_WHAT THIS TASK INVOLVES:_
Lay out the lines of the entries, from the line containing "Put a point on every instance of the green" up to and including the line containing "[(22, 34), (120, 19)]", as a Markdown table with the columns Row and Line. Number each row and omit any blank lines.
:: EXTRACTED DATA
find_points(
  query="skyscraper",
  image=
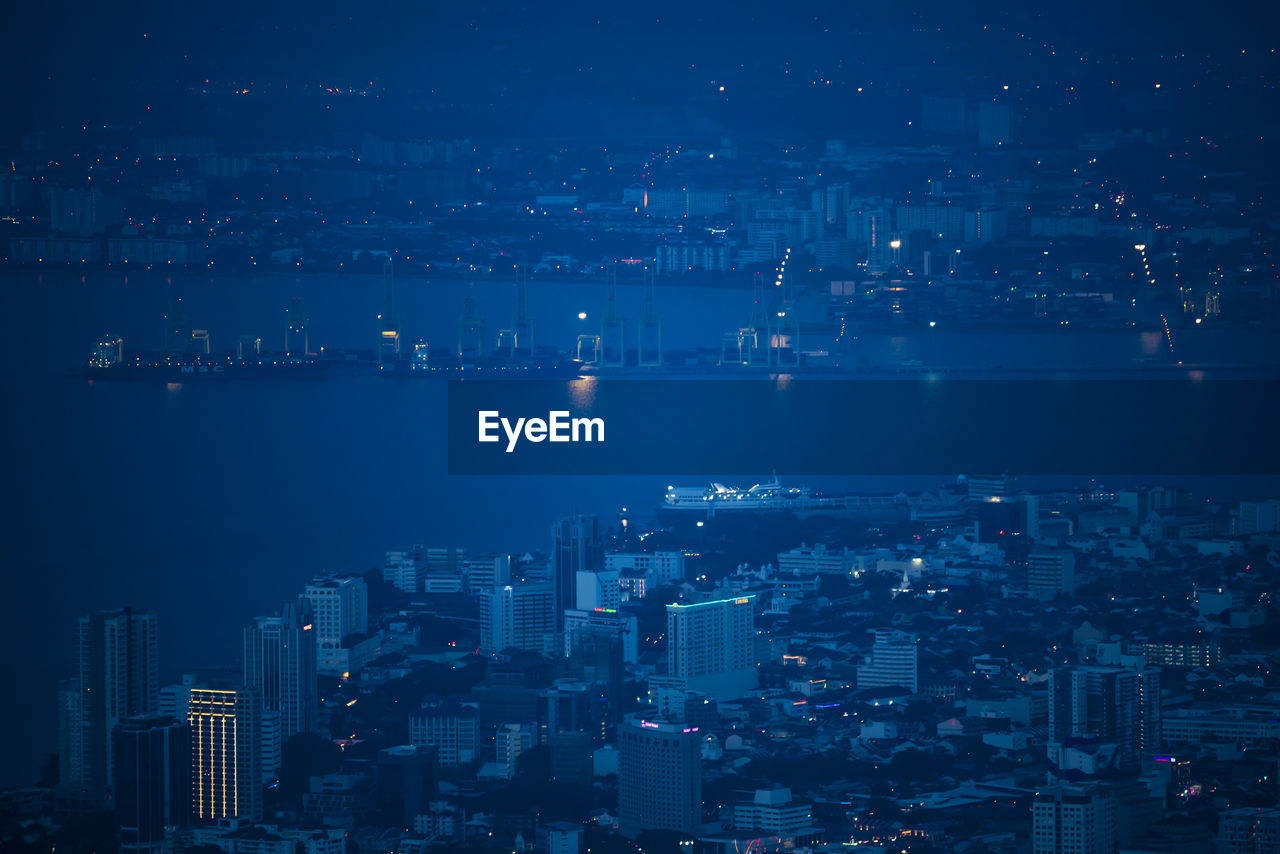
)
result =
(280, 663)
(225, 754)
(1073, 820)
(892, 663)
(1050, 571)
(152, 780)
(579, 547)
(711, 645)
(511, 740)
(1116, 706)
(339, 607)
(517, 616)
(406, 781)
(118, 679)
(659, 777)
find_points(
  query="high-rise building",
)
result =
(406, 782)
(1258, 516)
(452, 729)
(339, 607)
(597, 590)
(1248, 831)
(280, 663)
(273, 744)
(118, 679)
(892, 663)
(1050, 572)
(772, 812)
(579, 547)
(519, 616)
(568, 706)
(659, 777)
(997, 487)
(225, 754)
(152, 780)
(511, 740)
(1116, 706)
(488, 572)
(663, 567)
(1073, 820)
(579, 624)
(711, 645)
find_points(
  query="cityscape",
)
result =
(246, 252)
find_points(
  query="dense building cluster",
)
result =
(976, 668)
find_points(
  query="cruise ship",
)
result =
(717, 497)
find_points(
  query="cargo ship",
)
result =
(109, 362)
(718, 497)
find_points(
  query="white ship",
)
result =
(718, 497)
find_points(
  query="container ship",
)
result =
(109, 362)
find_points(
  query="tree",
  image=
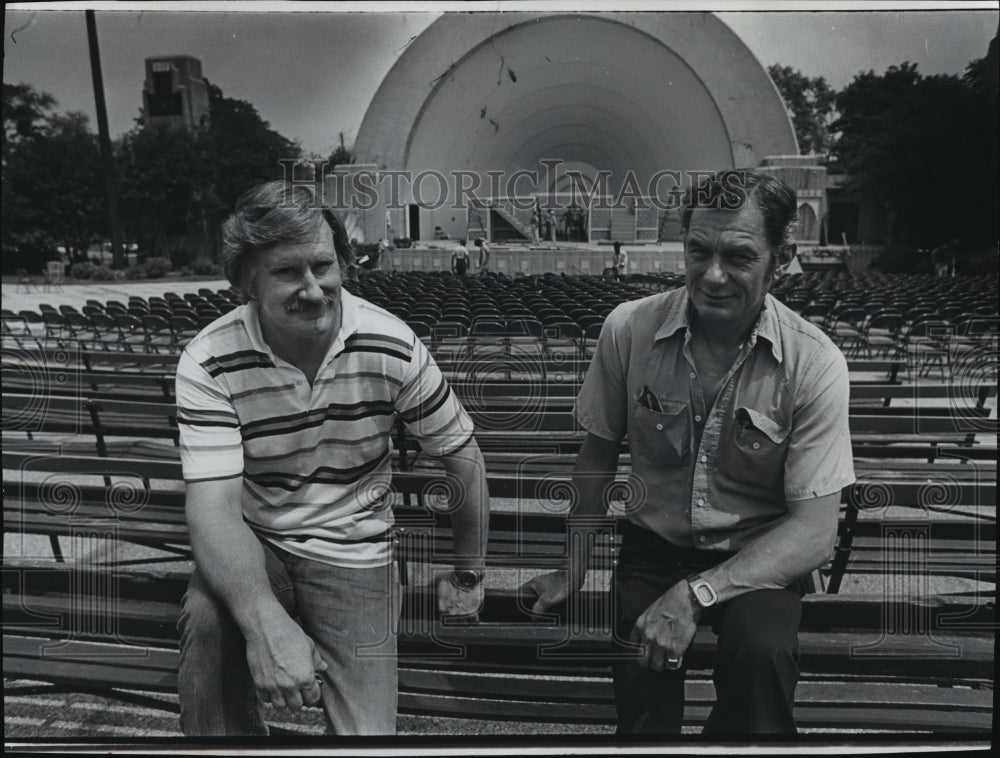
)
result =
(919, 146)
(810, 103)
(162, 175)
(25, 114)
(177, 185)
(53, 187)
(246, 150)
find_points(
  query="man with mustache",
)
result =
(286, 407)
(736, 414)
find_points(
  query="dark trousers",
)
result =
(756, 661)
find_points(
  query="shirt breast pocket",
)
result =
(757, 448)
(662, 437)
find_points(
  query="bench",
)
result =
(907, 662)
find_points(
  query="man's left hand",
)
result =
(666, 628)
(457, 601)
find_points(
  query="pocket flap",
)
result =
(749, 417)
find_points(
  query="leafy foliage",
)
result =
(810, 102)
(53, 186)
(920, 144)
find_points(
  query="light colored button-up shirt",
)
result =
(718, 478)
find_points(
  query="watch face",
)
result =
(466, 579)
(704, 593)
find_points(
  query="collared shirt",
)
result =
(717, 478)
(315, 460)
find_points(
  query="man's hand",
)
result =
(457, 601)
(283, 663)
(667, 627)
(550, 590)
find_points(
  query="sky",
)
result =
(312, 74)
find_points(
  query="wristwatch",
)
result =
(466, 579)
(703, 592)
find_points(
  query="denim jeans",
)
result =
(350, 614)
(756, 661)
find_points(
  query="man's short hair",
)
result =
(732, 188)
(267, 214)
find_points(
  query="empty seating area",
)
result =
(934, 324)
(940, 326)
(140, 324)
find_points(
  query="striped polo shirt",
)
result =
(315, 460)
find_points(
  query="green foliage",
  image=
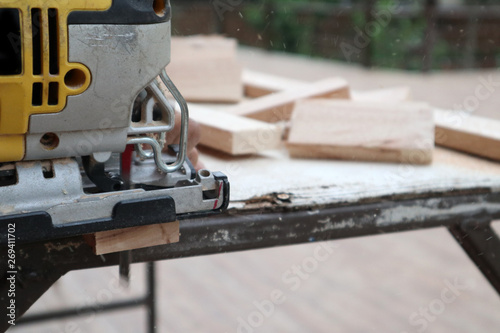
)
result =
(298, 26)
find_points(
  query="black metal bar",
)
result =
(151, 296)
(74, 312)
(124, 267)
(482, 245)
(253, 229)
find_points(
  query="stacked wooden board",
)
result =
(324, 119)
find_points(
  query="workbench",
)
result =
(277, 201)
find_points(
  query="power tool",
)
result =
(84, 117)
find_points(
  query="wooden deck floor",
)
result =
(384, 283)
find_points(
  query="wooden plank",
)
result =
(468, 133)
(205, 69)
(134, 238)
(259, 84)
(362, 131)
(278, 106)
(232, 134)
(386, 95)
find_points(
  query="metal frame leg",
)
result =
(482, 245)
(151, 297)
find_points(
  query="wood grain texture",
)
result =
(362, 131)
(205, 69)
(468, 133)
(259, 84)
(232, 134)
(386, 95)
(279, 106)
(134, 238)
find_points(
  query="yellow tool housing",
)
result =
(46, 77)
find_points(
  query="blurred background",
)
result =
(412, 35)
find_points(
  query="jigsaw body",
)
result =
(83, 119)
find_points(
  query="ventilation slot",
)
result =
(36, 30)
(53, 43)
(8, 175)
(53, 93)
(48, 170)
(37, 95)
(10, 42)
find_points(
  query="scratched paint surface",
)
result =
(328, 181)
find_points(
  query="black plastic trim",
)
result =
(37, 226)
(123, 12)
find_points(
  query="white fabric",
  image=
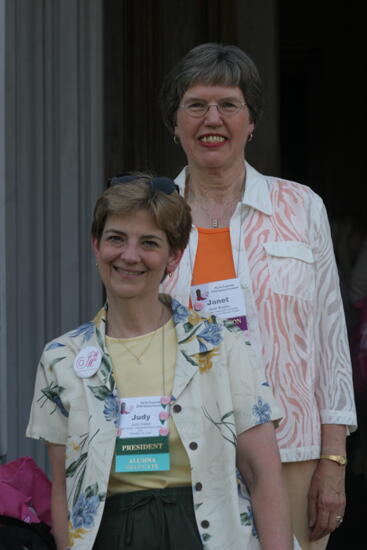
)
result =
(219, 391)
(284, 258)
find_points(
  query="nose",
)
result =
(213, 115)
(130, 253)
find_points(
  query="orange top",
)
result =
(214, 260)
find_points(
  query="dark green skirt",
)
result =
(158, 519)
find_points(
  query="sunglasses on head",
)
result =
(159, 183)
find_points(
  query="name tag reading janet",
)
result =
(223, 299)
(142, 440)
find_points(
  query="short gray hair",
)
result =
(211, 64)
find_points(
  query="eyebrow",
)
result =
(119, 232)
(226, 98)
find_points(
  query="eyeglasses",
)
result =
(198, 109)
(160, 183)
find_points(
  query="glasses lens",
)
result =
(229, 107)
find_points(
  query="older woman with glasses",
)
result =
(148, 408)
(260, 256)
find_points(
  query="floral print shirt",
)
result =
(219, 391)
(284, 259)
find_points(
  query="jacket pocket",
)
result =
(291, 268)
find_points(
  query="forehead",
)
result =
(137, 222)
(207, 92)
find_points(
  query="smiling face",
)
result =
(214, 140)
(133, 255)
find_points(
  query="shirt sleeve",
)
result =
(358, 278)
(333, 376)
(49, 411)
(252, 397)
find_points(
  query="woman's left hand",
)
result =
(326, 499)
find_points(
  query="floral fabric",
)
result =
(283, 255)
(219, 391)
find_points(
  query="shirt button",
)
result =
(205, 524)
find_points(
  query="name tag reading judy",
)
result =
(223, 299)
(142, 437)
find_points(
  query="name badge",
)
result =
(87, 362)
(223, 299)
(142, 440)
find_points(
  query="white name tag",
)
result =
(223, 299)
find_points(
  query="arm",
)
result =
(333, 386)
(327, 493)
(259, 463)
(59, 512)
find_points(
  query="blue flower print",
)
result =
(211, 333)
(180, 312)
(84, 511)
(262, 411)
(86, 330)
(111, 408)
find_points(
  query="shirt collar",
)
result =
(256, 194)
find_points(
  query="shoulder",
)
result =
(70, 342)
(292, 189)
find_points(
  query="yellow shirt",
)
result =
(138, 370)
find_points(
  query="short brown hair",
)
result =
(171, 212)
(211, 64)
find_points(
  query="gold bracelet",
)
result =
(340, 459)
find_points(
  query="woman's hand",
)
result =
(326, 499)
(259, 463)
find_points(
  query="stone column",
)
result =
(54, 172)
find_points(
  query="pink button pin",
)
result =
(87, 361)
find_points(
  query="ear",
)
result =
(95, 247)
(173, 260)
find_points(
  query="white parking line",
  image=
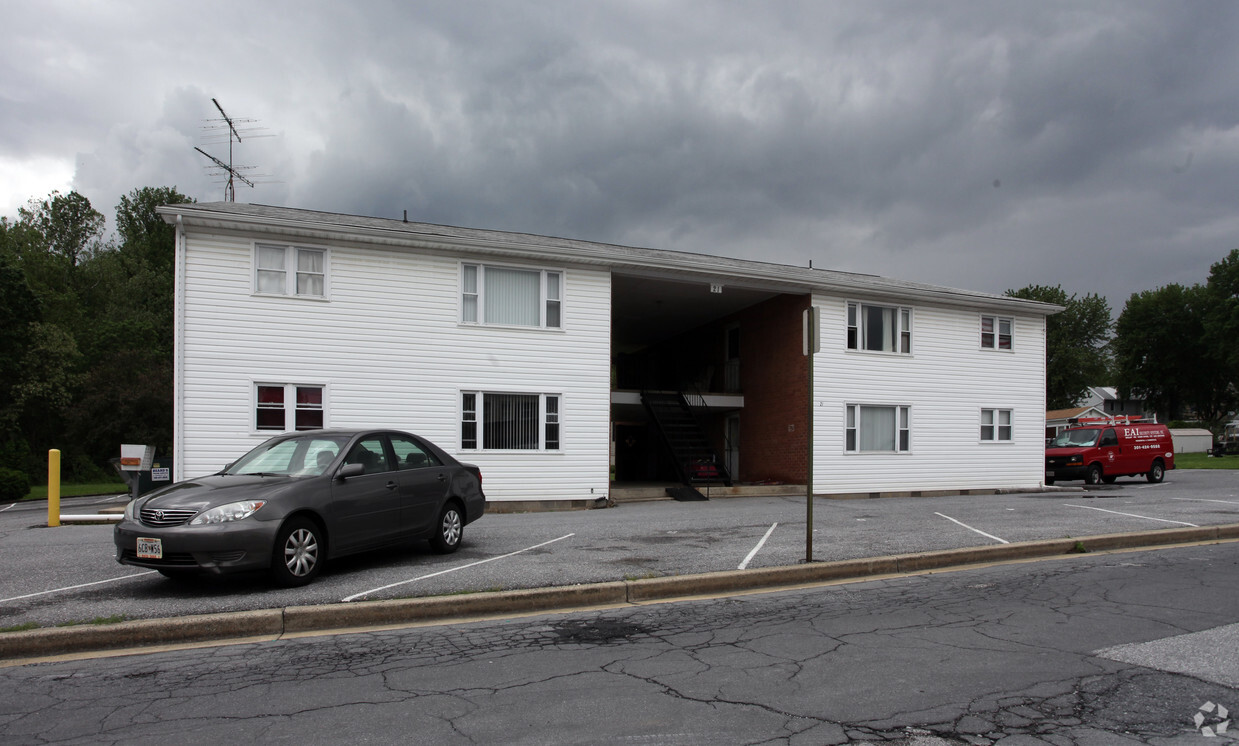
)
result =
(354, 596)
(756, 549)
(973, 529)
(1204, 500)
(73, 588)
(1133, 514)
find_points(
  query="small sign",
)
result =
(136, 457)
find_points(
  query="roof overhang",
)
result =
(304, 224)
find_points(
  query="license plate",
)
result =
(150, 548)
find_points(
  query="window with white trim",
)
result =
(879, 329)
(290, 270)
(996, 332)
(492, 421)
(278, 405)
(996, 425)
(875, 429)
(512, 296)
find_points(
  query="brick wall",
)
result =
(773, 376)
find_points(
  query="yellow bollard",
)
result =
(53, 487)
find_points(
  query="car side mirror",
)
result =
(351, 470)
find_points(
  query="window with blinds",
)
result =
(283, 404)
(877, 429)
(496, 421)
(290, 270)
(512, 296)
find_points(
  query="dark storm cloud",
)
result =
(975, 144)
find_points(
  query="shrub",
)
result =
(14, 485)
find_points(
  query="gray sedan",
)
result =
(301, 498)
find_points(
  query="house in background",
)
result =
(1061, 419)
(565, 367)
(1107, 399)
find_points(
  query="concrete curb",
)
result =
(301, 620)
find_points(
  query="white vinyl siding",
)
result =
(390, 351)
(944, 386)
(290, 270)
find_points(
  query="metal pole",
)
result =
(808, 490)
(53, 487)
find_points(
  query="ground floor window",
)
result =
(996, 425)
(877, 429)
(496, 421)
(278, 405)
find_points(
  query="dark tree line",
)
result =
(1178, 347)
(1175, 347)
(86, 331)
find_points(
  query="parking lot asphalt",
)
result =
(525, 563)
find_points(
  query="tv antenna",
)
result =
(233, 135)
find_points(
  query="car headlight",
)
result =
(228, 512)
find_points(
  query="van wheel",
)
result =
(1156, 472)
(1093, 476)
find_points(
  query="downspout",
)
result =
(179, 353)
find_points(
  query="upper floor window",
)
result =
(996, 332)
(880, 329)
(290, 270)
(511, 296)
(280, 404)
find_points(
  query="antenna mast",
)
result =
(234, 172)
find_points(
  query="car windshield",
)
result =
(1072, 439)
(297, 456)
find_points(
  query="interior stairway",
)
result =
(696, 464)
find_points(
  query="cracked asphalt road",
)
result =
(1016, 654)
(67, 575)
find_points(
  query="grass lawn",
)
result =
(79, 490)
(1204, 461)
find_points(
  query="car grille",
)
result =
(169, 517)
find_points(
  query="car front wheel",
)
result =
(1156, 472)
(449, 530)
(297, 555)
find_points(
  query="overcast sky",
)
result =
(978, 145)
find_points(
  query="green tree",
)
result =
(1077, 343)
(1162, 353)
(126, 393)
(67, 222)
(1222, 321)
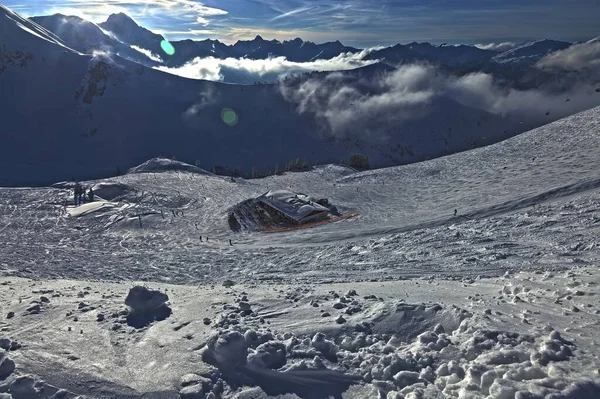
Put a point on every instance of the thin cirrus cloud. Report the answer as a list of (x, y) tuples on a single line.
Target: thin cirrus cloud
[(360, 23)]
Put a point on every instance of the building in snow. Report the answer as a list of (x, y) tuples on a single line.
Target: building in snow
[(296, 208)]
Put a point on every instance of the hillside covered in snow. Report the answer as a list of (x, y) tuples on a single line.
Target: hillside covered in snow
[(471, 275), (75, 116)]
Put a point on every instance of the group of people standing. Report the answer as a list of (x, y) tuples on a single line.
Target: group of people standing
[(81, 196)]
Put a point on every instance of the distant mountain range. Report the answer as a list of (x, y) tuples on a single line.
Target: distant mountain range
[(119, 32), (77, 112)]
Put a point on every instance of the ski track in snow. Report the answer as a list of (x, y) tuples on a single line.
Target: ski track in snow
[(500, 301)]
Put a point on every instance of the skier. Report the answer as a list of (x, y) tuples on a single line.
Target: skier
[(77, 193)]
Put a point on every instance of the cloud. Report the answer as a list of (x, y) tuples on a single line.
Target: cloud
[(500, 47), (348, 106), (292, 12), (148, 53), (248, 71), (578, 57), (96, 10)]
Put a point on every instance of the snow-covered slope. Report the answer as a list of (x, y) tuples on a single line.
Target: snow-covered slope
[(425, 52), (128, 31), (23, 34), (88, 38), (497, 301)]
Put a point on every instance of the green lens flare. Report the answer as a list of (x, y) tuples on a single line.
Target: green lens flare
[(229, 116), (167, 47)]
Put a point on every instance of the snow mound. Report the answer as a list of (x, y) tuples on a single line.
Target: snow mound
[(112, 190), (90, 207), (166, 165)]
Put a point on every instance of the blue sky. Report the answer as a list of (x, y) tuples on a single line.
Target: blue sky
[(361, 23)]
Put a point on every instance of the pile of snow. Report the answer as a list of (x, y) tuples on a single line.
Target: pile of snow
[(111, 191), (166, 165), (90, 207)]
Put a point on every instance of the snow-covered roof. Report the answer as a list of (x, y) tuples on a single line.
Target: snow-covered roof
[(295, 206), (165, 164)]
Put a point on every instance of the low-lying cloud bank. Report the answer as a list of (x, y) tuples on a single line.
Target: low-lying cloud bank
[(582, 56), (247, 71), (347, 106), (147, 53)]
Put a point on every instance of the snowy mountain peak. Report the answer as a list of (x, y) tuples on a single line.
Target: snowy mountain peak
[(22, 34), (120, 19)]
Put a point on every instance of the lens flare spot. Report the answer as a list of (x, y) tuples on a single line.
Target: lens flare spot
[(229, 116), (167, 47)]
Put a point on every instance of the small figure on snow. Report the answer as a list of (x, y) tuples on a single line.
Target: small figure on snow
[(76, 193)]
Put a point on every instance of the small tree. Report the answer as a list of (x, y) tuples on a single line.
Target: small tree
[(359, 161)]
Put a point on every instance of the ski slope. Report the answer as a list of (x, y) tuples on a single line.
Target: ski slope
[(499, 301), (176, 208)]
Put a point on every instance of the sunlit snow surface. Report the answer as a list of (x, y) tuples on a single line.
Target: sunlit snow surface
[(499, 299)]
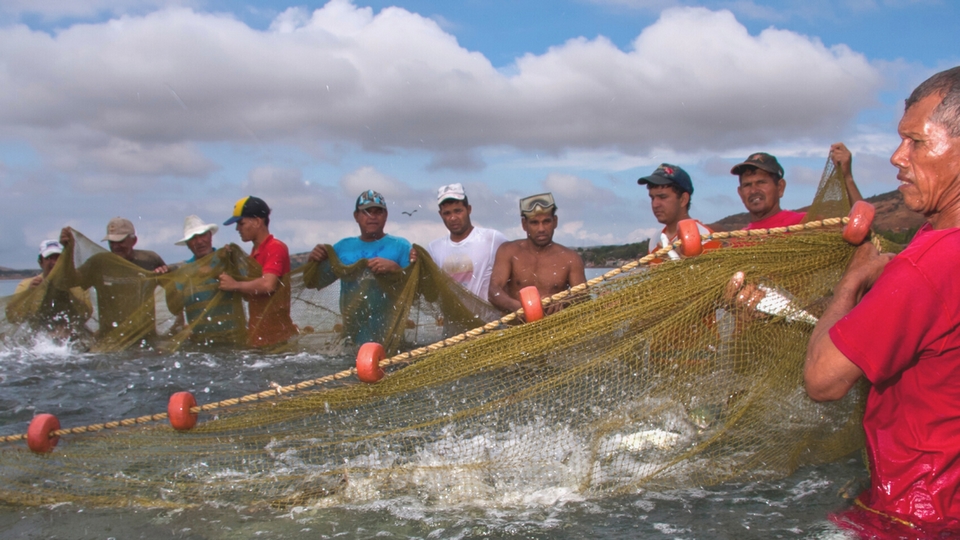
::::
_FULL ANSWER:_
| Row | Line |
|---|---|
| 1 | Put a point on every instance of the green lens flare. Report the answer as a list of (x, y) tuples on a single line. |
| 2 | Target: green lens flare |
| 3 | [(229, 116), (167, 47)] |
| 4 | Put a point on every instance of the snow mound. Report the answer as a list of (x, y) tuples on a single line. |
| 5 | Target: snow mound |
| 6 | [(112, 190), (90, 207), (166, 165)] |
| 7 | Put a point on every instance of the blue sky. Report the answer as a list of (x, y) tuples on a single line. |
| 8 | Target: blue sky |
| 9 | [(361, 23)] |
| 10 | Put a point on every instance of the pile of snow. Report the answer as a list of (x, y) tuples on a single line. |
| 11 | Target: pile of snow |
| 12 | [(111, 191), (166, 165), (90, 207)] |
| 13 | Put a point on every instance of the snow-covered roof. Report the answer as a list of (x, y) tuples on a single line. |
| 14 | Target: snow-covered roof |
| 15 | [(295, 206), (165, 164)] |
| 16 | Put a point on every instance of the low-lying cloud bank. Report the answer as a list of (x, y) tuples on a single line. |
| 17 | Target: low-lying cloud bank |
| 18 | [(582, 56), (247, 71), (347, 106), (147, 53)] |
| 19 | Put a point on every instance of the snowy mountain peak. Report the answer as a list of (x, y) tuples on a single line. |
| 20 | Target: snowy mountain peak |
| 21 | [(22, 34), (120, 19)] |